▸ PASSAGE TO READ
This isn’t history, but must be what Hegel meant.
After twelve and a half years and in the week
I make my intentions plain, only now
does he see and touch me, talk about how much
he understands, can’t bear the loss of.

Naomi Jaffa, ibid

I marvel at the set-up of this poem.  The mood established with one of those never-gets-light December mornings. The circumstance clear. The speaker is leaving – maybe not today exactly, but it’s going to happen for good, very soon. She’s decided. I presume a lover, partner. And the lovely music in Almost past the Passing Place sign but also how this describes the precariousness of her situation. Then out of the gloom an owl, already introduced by Hegel in the epigraph, so it’s a heady and significant owl. Then the image of the chicken-factory lorry in the rear-view mirror. I feel my heartrate rise with that image – the mirror filling up with it as it approaches from behind, threatening to overtake, belonging to the emotional disturbance of the scene, the situation.

There’s suspense with the next second  image, much larger. Second what? Second owl? Second lorry? I like not knowing which before I read, a big white wedge of a bird. That arresting image. And, wow, this owl is level with the speaker’s window now and it’s flying at her speed. The incredible energy of this, the thrill – wingbeats in time with my heart. The poem takes off on shapes and lengths; I feel its body beating in my own.

This is when the speaker enters with her own longing: Of course I decide this is significant, this night-hunter/waiting up so late for me to arrive, willing to show/ for at least ten slow clear seconds the way forward. So, so tender.

The ending hits hard, those twelve and a half years all tucked behind this week during which the speaker declares she’s leaving. Only now when the speaker says she’s leaving does he see her, notice, care, honour what they had, might have had. And with the Hegel reference at the outset, this is not about the “he” only in the poem, it is about humans, about how we understand in hindsight, how we are wise after the fact. All the loss in that – the owl at the window, the wingbeats without the touch, the energy there, the beauty, moving in parallel, so close and travelling alongside, out of reach.

Now, in this second poem, again, how Jaffa so carefully unravels the complexities of love and relationships. This time between a mother and daughter.

Driver

Eight weeks at nine months. Both gone
to concert-tour America, state by state: the violinist
and his new contralto-wife who’d promised
I wouldn’t get in the way. Separation
learned early as something to live with, latent
like herpes or shingles. Something perhaps to explain
the void unfilled by food, persevering with a lover
who spat I should have burned in the ovens
along with the rest of my kind. Something to forget
and forgive until today, 44 years on, her mottled hands
still on the wheel. It must have been really hard –
I drop into our journey – to leave a baby behind, choose
between me and your singing. But I never opened my mouth
my mother says. Coast to coast she hadn’t sung a single note;
she’d gone to be his driver. I never opened my mouth.
There was no dagger in her Honda Accord.
Just a big bubble of breath in my throat and a grown-up
decision to swallow hard and refuse this vision
of an old woman older, crying in her bath, needing
to be washed, dried, dressed, fed, stroked,
kissed, scolded, anything but not to be left.

Naomi Jaffa, ibid

So much love and loss in this poem, and a levelling with all of it. And how the line, I never opened my mouth, does its heartbreaking work. Then the click of the title when the speaker affirms: she’d gone to be his driver. The driver becomes a metaphor for the role played in a relationship, in a marriage. Despite being a singer, the driver is silent. That’s a long note not to sing. And now the daughter chooses the same, not to speak. Not to sing.

I’m taken by the weave of losses in this poem – the speaker’s, the mother’s. I think of Jaffa’s career, bringing other poets’ work to air, to light. How she has been the driver for so many poetic voices. Yet she has not lost her own. The speaker’s mother did not open her mouth. Naomi Jaffa did, has, does.

I hope we will see more poetry from Jaffa. But I am so glad to have found the slim volumes of her work that are already such a big treasure.

▸ DATA SUPPLIED
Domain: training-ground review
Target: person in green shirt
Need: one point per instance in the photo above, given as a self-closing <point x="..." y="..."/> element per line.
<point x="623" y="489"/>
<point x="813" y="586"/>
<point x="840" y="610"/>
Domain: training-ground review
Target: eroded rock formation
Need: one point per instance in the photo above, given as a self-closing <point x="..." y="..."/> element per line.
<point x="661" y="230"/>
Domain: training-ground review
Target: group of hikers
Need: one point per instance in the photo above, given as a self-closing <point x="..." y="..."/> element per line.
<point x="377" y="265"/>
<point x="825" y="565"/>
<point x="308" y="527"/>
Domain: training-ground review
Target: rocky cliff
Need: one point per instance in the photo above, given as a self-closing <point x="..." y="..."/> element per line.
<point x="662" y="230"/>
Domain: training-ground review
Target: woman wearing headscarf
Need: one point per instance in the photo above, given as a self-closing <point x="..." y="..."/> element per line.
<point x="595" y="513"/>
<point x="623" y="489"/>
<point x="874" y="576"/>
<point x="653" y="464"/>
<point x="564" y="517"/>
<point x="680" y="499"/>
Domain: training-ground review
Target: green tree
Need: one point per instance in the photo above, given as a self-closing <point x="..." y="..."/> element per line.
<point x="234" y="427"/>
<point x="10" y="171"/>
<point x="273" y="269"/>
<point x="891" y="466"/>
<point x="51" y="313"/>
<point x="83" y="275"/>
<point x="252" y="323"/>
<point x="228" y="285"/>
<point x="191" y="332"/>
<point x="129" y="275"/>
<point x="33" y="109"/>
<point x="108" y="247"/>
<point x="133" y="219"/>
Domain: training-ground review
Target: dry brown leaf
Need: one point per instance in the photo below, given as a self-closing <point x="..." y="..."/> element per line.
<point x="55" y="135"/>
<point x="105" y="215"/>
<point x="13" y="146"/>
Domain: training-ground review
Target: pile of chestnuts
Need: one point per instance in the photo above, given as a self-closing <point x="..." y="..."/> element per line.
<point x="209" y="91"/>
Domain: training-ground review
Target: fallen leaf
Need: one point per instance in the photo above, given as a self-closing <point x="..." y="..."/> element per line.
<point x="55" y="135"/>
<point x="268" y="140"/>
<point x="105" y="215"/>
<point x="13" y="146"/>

▸ YOUR OBJECTIVE
Reproduce word for word the passage of the essay on Naomi Jaffa's poems above that begins with the words containing "This isn’t history, but" and ends with "the loss of.".

▸ TASK RESPONSE
This isn’t history, but must be what Hegel meant.
After twelve and a half years and in the week
I make my intentions plain, only now
does he see and touch me, talk about how much
he understands, can’t bear the loss of.